Teks sumber:

Langsung ke konten utama

Jam Gadang: Hadiah Ratu Wilhelmina dan Peran Arsitek asal Koto Gadang

Sumber foto: padang kita

Alasan Ratu Wilhelmina menghadiahkan Jam Gadang dan peran arsitek asal Koto Gadang bernama Yazid Rajo Mangkuto dalam pembangunannya.

 Suluah.com – Nama Ratu Wilhelmina tak asing bagi rakyat di negeri jajahan Belanda, termasuk Indonesia. Ia meninggalkan banyak cerita yang menjadi kenangan. Cerita itu salah satunya ada di Bukittinggi. Di sinilah, berdiri Jam Gadang yang merupakan hadiah Ratu Wilhelmina.

Namun, tak banyak yang tahu bahwa ada seorang arsitek asal Koto Gadang yang berperan besar dalam pembangunan Jam Gadang. Namanya Yazid Rajo Mangkuto.

Sejarah Bukittinggi

Pada masa kolonial Belanda, Bukittinggi bernama Fort de Kock. Nama itu mengacu pada benteng benteng pertahanan yang dibangun oleh Belanda pada 1826 saat Perang Padri.

Setelah Perang Padri usai, Belanda menjadikan Bukittinggi sebagai pusat kedudukan pemerintah kolonial. Belanda melalukan perluasan dan membangun berbagai infrastruktur untuk kepentingan pemerintahannya

Selanjutnya, jaringan transportasi yang menghubungkan Bukittinggi ke kota sekitar ditingkatkan. Pada 1850, Bukittinggi sudah terhubung dengan kereta api ke Padang.

Dalam kaca mata kolonial, situasi Bukittinggi cukup kondusif untuk pembangunan. Hal itu berbeda dengan situasi Padang Panjang, Padang, dan Sawahlunto yang marak dengan gerakan politik. Gerakan politik merupakan ancaman bagi pemerintah Hindia Belanda.

Pada 1918, Bukittinggi menjelma menjadi kota dengan status gemeente. Perkembangan fisik Bukittinggi diikuti oleh pertumbuhan ekonomi serta meningkatnya pendapatan penduduk.

Atas pencapaian tersebut, Bukittinggi mendapat apresiasi langsung dari Ratu Belanda, Wilhelmina.

Tak tanggung-tanggung, apresiasi itu berupa seperangkat alat jam berukuran besar yang kini terdapat di Jam Gadang. Jarumnya terus berdetak hingga sekarang.

Pembangunan Jam Gadang

Jam Gadang dibangun pada tahun 1926 sebagai hadiah dari Ratu Wilhelmina. Pada prasasti pembangunannya, tersebut nama arsitek Yazid.

Tugas tertulis:
a) Terjemahkan kalimat "Pada masa kolonial Belanda, Bukittinggi bernama Fort de Kock." dari teks tentang Jam Gadang ke dalam bahasa Inggris.
b) Teruskan teks tentang Jam Gadang mulai dari kalimat sesudah kalimat terakhirnya.

[Catatan koordinat beranotasi]
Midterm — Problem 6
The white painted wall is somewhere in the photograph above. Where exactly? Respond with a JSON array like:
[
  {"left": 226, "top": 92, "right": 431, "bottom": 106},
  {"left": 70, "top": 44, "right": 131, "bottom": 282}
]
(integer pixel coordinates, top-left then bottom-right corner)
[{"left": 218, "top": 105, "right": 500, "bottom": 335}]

Jawaban per tugas:
a) During the Dutch colonial period, Bukittinggi was called Fort de Kock.

b)
Nama lengkapnya Yazid Rajo Mangkuto. Ia berperan sebagai Penanggung Jawab Teknis Pembangunan. Posisi ini kadang kala diasosiasikan sebagai arsitek, walaupun sebenarnya kurang tebat.

Kami berkesempatan mewancari Aswin Yazid, anak ketiga dari sebelas putra Yazid. Bagaimana kisah “arsitek” Jam Gadang ini?

Aswin Yazid mengatakan, tidak banyak cerita yang ia dapatkan dari sang ayah. Sebabnya, sang ayah tidak banyak bercerita.

“Beliau orangnya memang tidak suka mengekspos diri,” ujar Aswin.

Aswin yang saat ini berusia 80 tahun menuturkan, peran Yazid dalam pembangunan Jam Gadang dimulai dari penentuan lokasi. Belanda menugaskan Yazid untuk melakukan survei mengenai lokasi pembangunan.

“Kira-kira di titik manakah sebuah bangunan tinggi dapat terlihat oleh penduduk sekitar Bukittinggi, baik orang Birugo, Baso, dan Koto Baru,” jelas Aswin

Yazid Rajo Mangkuto melakukan pengamatan dari setiap jalan masuk ke Bukittinggi. Hasilnya, ada lima tempat di Bukittinggi yang dipilih Yazid. Selanjutnya, kelima tempat itu dipatok bambu dan di atasnya di pasang bendera.

“Setelah itu, Yazid melihat dari jarak jauh, mana tempat yang paling bagus,” lanjut Aswin.

Maka, pilihan jatuh di kawasan datar di tengah kota antara Bukit Cubadak Bungkuk dan Bukit Kandang Kabau, lokasi Jam Gadang berdiri sekarang

Kebetulan, beberapa kantor sudah berdiri di kawasan itu. Di bangunan plaza yang berdiri sekarang, dulunya merupakan kantor dan taman Belanda.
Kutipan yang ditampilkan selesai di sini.